Comment transformer un phénomène médiatique annuel en solutions durables ? L’heure est à l’action.

« Papa, est-ce que la crise du logement est terminée ? », m’a demandé mon petit dernier de 11 ans en levant la tête de l’écran, par un matin de juillet. Il n’avait rien entendu à ce sujet aux nouvelles la veille, disait-il, et il n’avait rien vu dans La Presse+ ce matin-là. « Est-ce que la crise dure seulement trois semaines ? », s’étonnait-il.

Bien que je sois très content qu’il s’intéresse à l’actualité et que j’aie ainsi l’occasion d’en discuter avec lui, sa question m’a troublé. À travers ses yeux de citoyen en devenir, mon garçon soulevait l’inexorable réalité du milieu communautaire.

Les crises sociales n’existent pas seulement lorsqu’elles reçoivent l’attention des médias ou des politiciens. Pour les personnes en situation de vulnérabilité qui les subissent et pour les organismes communautaires qui soutiennent ces personnes, ces crises font partie du quotidien. Elles n’ont pas de durée définie.

— Tâche à réaliser —
D'après le texte sur la crise du logement, quel âge a le garçon qui demande si la crise est terminée ?

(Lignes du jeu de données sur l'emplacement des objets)
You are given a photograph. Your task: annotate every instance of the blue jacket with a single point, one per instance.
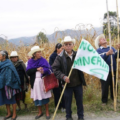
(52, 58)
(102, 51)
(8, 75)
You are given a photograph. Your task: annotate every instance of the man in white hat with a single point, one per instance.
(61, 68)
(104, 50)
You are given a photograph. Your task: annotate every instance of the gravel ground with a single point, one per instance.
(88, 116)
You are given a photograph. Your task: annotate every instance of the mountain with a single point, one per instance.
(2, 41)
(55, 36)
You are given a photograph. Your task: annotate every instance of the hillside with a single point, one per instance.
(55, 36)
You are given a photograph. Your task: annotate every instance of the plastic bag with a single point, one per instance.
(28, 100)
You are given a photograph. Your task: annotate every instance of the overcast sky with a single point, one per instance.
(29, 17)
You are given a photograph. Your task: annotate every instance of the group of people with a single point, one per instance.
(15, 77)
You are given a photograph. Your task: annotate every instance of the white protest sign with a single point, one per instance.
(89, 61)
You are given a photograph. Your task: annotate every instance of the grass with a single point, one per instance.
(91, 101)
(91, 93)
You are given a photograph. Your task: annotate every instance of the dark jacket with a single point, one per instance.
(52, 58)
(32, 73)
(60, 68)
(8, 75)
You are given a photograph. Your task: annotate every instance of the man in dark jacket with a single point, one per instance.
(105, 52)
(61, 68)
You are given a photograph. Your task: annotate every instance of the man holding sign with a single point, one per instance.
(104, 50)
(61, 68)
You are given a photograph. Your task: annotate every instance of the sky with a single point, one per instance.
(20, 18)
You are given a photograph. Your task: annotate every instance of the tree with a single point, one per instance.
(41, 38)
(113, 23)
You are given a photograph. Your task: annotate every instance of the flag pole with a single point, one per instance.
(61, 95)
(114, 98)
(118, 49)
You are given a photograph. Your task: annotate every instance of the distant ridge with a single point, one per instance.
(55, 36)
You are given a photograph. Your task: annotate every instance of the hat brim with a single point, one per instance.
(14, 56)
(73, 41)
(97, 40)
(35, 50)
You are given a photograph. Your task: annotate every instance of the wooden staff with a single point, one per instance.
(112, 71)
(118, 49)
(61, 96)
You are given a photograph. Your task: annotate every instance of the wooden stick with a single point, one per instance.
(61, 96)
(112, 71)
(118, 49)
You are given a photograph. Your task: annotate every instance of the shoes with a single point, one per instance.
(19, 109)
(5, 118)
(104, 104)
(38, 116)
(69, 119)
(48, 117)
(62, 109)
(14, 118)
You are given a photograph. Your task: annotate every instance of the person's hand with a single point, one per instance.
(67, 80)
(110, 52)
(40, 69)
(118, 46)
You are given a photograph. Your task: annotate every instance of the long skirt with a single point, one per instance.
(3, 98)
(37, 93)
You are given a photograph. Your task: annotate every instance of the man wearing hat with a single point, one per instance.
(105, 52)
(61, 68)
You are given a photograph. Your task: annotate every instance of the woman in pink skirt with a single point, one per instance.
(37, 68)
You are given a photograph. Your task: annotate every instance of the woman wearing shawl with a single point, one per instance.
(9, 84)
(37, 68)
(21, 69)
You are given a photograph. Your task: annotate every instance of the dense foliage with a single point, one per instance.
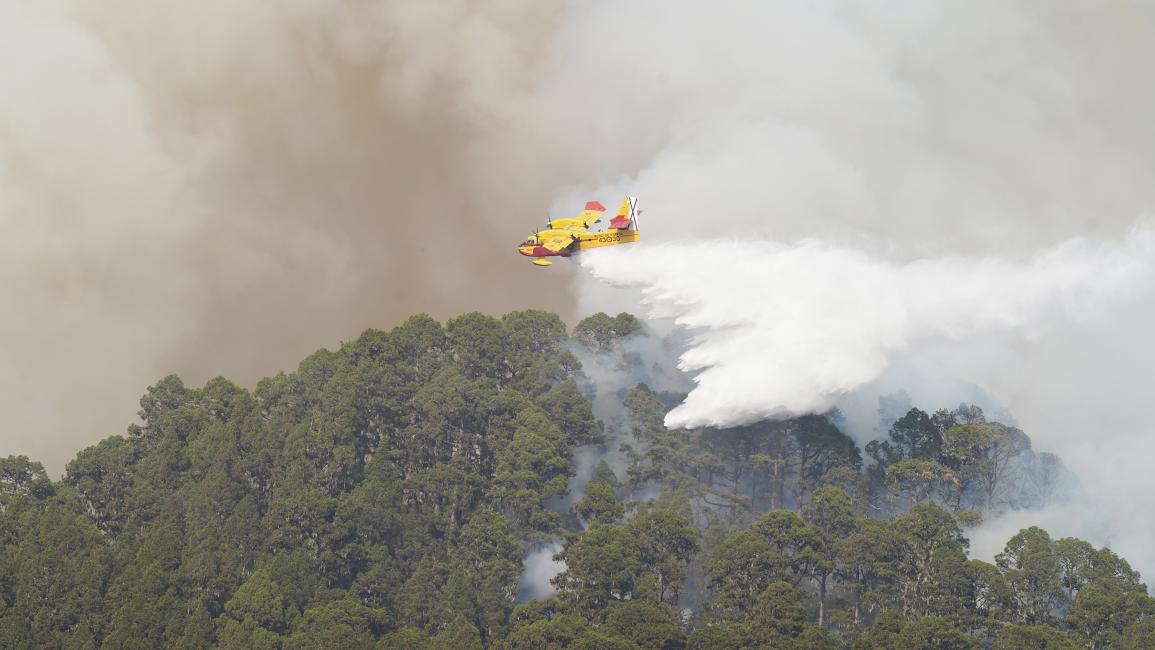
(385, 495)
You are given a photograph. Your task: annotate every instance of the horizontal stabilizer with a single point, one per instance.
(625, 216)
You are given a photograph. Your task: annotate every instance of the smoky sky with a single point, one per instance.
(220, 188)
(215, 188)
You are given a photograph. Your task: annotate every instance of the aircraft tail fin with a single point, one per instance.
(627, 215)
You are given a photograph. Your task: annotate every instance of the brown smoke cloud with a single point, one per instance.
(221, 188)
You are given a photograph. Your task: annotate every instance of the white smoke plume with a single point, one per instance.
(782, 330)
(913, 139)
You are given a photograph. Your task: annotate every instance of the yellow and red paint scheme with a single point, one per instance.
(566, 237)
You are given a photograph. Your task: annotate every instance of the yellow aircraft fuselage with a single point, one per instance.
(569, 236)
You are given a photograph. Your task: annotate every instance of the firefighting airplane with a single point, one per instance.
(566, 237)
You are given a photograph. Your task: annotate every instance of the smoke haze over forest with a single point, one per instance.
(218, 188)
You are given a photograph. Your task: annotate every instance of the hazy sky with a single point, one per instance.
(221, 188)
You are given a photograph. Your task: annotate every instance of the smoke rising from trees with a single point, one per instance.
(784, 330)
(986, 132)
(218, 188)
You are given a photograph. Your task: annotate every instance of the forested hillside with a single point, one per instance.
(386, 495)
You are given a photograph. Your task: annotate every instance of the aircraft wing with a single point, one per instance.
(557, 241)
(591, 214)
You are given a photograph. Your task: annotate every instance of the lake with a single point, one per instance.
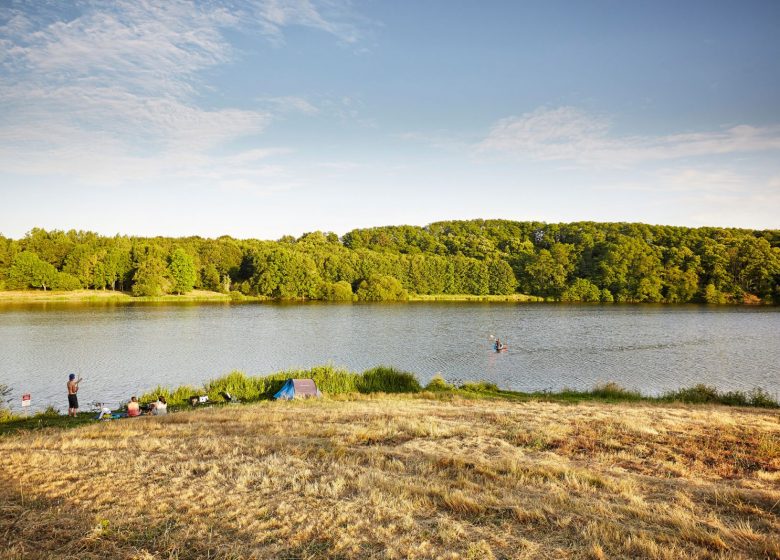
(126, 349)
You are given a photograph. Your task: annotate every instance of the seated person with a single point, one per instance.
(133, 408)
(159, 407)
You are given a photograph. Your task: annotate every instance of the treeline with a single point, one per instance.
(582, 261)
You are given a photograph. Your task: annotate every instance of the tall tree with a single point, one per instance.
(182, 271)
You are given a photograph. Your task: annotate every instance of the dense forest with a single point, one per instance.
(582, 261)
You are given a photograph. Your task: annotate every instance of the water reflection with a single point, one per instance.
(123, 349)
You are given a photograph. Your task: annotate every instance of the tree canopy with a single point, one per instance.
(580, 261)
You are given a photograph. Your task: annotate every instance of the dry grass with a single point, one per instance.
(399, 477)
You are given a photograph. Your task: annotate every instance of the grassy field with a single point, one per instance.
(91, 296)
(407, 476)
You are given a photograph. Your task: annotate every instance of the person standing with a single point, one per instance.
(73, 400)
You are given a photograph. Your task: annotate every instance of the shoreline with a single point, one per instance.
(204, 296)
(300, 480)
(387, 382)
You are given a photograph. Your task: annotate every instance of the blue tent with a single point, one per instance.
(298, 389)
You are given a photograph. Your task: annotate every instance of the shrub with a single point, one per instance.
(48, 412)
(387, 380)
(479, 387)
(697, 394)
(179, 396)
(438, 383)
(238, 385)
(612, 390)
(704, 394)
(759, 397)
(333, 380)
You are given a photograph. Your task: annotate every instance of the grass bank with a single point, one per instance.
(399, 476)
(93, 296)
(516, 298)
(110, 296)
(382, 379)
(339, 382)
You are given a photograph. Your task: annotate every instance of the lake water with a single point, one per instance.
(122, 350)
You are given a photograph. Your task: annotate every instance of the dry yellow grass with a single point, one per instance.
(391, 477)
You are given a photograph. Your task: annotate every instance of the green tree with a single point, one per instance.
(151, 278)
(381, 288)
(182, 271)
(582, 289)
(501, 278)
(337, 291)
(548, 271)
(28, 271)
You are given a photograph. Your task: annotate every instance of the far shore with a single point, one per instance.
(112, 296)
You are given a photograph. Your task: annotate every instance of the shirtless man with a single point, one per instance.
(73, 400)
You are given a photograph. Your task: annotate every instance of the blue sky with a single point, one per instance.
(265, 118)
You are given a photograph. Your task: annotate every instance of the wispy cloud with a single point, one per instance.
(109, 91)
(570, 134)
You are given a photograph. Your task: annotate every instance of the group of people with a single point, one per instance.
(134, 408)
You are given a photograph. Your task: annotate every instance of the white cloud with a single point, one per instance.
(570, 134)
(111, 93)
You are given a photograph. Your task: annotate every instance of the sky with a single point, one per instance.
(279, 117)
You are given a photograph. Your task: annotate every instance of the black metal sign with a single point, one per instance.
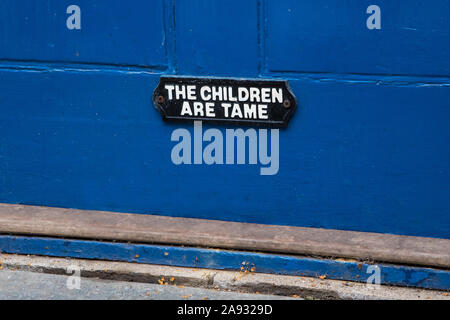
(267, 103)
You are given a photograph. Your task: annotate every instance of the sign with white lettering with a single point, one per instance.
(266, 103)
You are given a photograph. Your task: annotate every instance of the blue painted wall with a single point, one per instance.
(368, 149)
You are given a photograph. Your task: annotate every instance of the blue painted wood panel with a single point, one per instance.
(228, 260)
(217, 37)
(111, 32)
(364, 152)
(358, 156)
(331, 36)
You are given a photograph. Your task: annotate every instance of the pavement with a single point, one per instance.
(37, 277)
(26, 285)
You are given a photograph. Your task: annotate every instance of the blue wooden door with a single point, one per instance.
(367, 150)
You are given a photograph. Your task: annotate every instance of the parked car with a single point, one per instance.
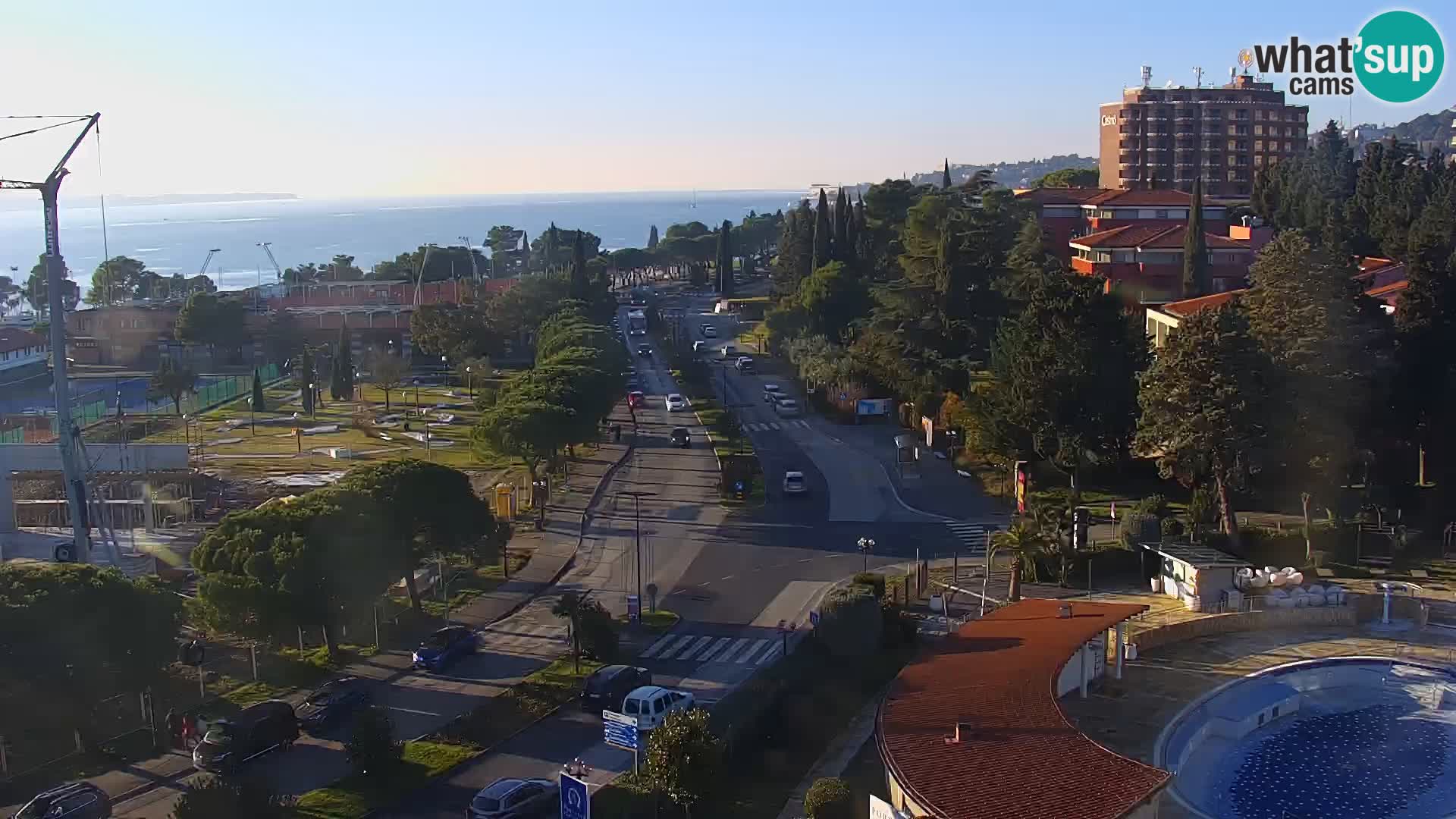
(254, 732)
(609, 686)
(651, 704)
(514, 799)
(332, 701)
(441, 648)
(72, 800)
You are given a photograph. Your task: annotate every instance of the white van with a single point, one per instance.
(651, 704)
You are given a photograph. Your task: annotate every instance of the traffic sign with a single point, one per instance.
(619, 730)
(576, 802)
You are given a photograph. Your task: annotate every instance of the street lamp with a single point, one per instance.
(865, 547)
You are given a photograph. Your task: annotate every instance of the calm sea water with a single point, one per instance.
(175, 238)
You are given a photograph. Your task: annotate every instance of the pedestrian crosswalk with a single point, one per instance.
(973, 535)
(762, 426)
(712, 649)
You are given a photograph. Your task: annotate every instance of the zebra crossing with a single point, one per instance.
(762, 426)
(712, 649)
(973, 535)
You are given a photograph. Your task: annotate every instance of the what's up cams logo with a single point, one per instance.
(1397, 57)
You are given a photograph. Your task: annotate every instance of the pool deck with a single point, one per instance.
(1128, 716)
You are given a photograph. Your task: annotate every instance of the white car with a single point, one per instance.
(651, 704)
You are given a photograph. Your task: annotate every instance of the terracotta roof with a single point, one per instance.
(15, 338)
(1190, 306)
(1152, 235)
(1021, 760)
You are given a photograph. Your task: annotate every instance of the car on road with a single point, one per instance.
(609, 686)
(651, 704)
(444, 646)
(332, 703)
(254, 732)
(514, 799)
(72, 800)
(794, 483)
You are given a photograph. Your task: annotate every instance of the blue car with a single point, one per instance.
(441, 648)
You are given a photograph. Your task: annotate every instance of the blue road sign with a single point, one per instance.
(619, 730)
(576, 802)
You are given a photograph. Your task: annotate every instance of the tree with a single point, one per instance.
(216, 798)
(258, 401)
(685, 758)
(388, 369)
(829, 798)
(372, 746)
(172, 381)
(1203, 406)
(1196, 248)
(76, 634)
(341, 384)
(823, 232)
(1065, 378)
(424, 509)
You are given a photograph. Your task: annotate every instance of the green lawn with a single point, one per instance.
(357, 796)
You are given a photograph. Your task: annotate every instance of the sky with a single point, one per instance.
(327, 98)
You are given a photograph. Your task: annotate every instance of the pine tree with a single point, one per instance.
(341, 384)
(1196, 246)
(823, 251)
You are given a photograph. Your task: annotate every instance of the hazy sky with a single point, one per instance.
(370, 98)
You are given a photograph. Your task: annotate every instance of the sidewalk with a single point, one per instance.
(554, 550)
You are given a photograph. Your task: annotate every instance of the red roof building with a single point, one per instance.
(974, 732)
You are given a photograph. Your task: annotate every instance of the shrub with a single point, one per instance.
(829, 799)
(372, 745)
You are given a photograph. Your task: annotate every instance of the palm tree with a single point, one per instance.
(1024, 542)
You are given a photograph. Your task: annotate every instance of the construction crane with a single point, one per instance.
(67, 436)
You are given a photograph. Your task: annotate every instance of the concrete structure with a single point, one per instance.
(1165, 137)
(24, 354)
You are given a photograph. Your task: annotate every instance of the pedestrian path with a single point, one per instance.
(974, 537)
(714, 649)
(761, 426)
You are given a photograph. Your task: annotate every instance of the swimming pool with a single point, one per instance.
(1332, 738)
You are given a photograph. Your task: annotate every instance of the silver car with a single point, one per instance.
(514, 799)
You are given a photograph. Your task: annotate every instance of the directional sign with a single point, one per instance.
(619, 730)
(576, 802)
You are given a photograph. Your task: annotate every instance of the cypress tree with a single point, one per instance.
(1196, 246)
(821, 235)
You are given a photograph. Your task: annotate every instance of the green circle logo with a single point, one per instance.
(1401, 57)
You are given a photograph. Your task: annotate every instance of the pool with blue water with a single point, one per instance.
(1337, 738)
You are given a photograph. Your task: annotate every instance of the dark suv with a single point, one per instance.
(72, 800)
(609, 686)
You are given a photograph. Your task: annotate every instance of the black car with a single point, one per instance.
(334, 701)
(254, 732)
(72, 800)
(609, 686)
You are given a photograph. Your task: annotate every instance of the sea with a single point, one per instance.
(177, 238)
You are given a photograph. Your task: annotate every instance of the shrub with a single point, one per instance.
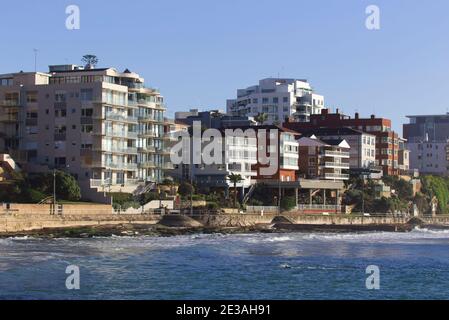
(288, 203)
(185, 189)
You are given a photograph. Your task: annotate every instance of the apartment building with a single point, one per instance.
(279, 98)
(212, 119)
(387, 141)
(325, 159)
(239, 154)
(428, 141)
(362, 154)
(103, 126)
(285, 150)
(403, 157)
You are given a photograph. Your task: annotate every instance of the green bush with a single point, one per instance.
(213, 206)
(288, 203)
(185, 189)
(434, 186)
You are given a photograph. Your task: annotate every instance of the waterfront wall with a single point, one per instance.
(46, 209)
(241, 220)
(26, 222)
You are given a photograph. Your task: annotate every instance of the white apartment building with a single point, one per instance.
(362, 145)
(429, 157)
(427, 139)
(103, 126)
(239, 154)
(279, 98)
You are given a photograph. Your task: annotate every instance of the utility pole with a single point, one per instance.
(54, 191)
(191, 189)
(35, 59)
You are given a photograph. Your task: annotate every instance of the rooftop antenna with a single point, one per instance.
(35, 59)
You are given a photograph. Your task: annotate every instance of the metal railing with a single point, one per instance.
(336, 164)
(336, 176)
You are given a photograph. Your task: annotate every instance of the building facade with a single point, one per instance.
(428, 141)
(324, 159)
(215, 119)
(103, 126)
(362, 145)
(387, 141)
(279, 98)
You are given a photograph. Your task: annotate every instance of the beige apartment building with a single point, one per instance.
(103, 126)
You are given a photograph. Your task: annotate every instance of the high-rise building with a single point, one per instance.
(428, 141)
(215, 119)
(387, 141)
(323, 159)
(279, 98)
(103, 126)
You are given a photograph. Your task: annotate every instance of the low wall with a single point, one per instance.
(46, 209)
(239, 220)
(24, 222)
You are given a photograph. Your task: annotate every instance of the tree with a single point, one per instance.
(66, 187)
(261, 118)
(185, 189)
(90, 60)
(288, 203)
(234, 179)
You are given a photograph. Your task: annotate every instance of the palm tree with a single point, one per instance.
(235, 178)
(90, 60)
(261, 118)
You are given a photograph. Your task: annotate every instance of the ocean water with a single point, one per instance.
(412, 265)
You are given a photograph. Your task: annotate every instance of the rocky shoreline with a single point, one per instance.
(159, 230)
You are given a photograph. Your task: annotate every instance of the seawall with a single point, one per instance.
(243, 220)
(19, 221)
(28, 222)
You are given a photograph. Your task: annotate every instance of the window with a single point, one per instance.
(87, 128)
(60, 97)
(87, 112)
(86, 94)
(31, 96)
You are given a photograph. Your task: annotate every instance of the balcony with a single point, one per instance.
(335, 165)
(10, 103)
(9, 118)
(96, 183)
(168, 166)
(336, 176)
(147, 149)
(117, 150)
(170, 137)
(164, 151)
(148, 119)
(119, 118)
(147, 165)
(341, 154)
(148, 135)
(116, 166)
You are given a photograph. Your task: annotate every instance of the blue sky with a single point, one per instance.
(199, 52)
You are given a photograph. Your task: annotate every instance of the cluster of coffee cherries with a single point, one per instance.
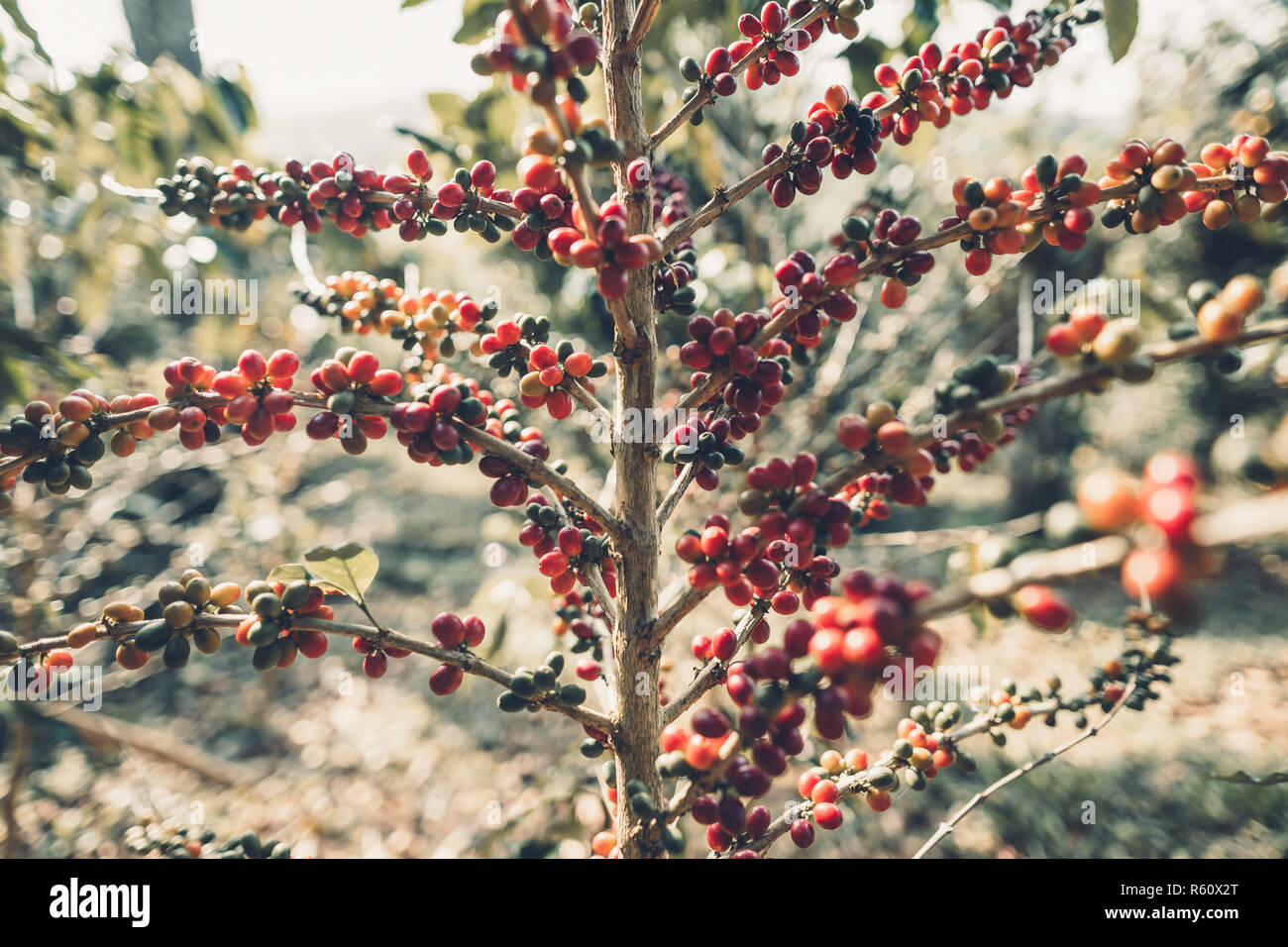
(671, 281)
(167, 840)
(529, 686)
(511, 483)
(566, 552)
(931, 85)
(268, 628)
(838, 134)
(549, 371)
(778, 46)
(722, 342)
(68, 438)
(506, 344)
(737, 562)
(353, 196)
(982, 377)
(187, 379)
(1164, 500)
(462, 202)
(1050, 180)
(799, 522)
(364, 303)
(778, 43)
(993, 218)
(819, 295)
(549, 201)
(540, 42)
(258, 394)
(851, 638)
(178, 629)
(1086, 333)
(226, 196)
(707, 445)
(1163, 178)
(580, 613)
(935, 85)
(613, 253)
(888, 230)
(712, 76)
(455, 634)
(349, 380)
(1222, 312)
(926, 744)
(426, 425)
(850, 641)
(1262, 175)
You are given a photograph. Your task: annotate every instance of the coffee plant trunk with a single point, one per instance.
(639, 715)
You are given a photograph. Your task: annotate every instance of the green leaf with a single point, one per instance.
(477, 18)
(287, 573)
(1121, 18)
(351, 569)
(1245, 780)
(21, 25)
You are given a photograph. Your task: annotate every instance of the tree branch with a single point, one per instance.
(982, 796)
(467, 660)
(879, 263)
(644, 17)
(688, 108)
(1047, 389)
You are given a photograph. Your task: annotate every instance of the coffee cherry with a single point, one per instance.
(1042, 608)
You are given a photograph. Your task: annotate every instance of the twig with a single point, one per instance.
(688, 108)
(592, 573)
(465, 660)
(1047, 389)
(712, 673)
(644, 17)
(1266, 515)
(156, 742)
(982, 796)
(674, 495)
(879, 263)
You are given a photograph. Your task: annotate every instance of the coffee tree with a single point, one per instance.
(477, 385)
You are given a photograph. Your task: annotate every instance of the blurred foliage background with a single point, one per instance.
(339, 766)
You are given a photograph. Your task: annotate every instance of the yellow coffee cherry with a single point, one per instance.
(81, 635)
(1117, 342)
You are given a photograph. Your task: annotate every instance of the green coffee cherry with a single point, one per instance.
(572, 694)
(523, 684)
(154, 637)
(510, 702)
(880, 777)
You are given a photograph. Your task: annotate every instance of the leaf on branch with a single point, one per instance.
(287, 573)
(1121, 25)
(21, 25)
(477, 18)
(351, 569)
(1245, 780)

— Problème résolu —
Il a 11 ans.